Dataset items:

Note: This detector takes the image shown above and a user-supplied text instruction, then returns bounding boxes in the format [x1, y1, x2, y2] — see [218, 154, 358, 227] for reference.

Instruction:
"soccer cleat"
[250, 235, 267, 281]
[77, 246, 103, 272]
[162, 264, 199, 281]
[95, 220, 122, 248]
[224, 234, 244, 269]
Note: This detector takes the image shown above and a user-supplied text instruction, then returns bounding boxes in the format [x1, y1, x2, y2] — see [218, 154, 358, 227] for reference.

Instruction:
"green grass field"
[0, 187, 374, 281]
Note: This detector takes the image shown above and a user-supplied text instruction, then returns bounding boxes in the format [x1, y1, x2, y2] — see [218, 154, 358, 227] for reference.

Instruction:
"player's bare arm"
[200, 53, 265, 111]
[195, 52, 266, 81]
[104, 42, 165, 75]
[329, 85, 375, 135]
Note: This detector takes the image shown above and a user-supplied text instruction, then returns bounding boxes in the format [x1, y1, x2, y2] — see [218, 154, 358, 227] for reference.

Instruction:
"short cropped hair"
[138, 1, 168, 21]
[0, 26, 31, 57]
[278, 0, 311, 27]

▶ Task directions: Whatever appears in the data above should be set down again exactly.

▶ Solution to this exercise:
Note: This detector takes the image shown above and a user-supplied text instruction, then returns bounding boxes in the format [x1, y1, x2, y2] — see [218, 154, 358, 227] for reference.

Instruction:
"soccer cleat"
[250, 235, 267, 281]
[77, 246, 103, 272]
[162, 264, 199, 281]
[95, 220, 122, 248]
[224, 234, 244, 269]
Note: This detector takes the image shown above and a user-supplied text instruction, then returns bounding boxes in the format [x1, y1, x2, y2] — see [218, 154, 358, 227] for reference.

Instruction:
"green grass field"
[0, 187, 374, 281]
Note: This detector takes the image shown above and a user-supplied text instruction, then returns bounding boxes in the format [x1, y1, x2, y2] — see [218, 154, 358, 227] for reference.

Instruction:
"player's bare arm"
[200, 53, 265, 111]
[195, 52, 266, 81]
[104, 42, 165, 75]
[329, 85, 375, 135]
Note: This detector takes the image shown above and a user-supplied text instruction, then returns bounding boxes in the format [x1, y1, x2, y2] — see [218, 154, 358, 227] for reference.

Instruction:
"short cropped hair"
[138, 1, 168, 21]
[0, 26, 31, 57]
[278, 0, 311, 27]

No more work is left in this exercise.